> [TASK INSTRUCTIONS]
Turn every line of the rows below into a numbered list, skipping any blank lines. Leave the pictures out.

> [MATERIALS PROVIDED]
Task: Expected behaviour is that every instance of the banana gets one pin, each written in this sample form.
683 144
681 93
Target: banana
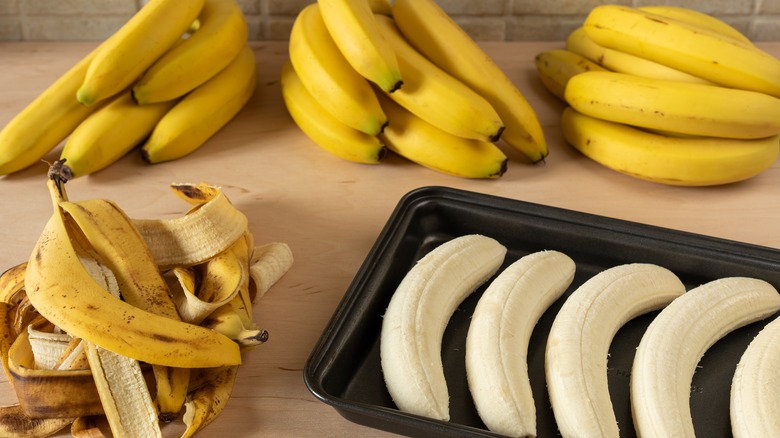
207 400
435 34
693 109
418 312
126 54
578 343
693 161
696 18
557 66
498 336
352 25
323 128
329 78
423 143
579 42
110 133
80 304
111 233
437 97
14 423
204 111
45 121
215 221
220 37
675 341
687 48
755 385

> [COMPLETE RESPONSE]
1. Task: Expected behaviour is that every instance of the banana gets one pin, each written in this sample form.
2. 683 144
3. 681 93
4. Target: banana
5. 207 400
6. 435 34
7. 693 109
8. 418 312
9. 126 54
10. 578 343
11. 693 161
12. 696 18
13. 557 66
14. 498 336
15. 352 25
16. 323 128
17. 329 78
18. 423 143
19. 579 42
20. 110 133
21. 80 304
22. 111 233
23. 437 97
24. 14 423
25. 204 111
26. 45 121
27. 215 221
28. 220 37
29. 675 341
30. 687 48
31. 755 385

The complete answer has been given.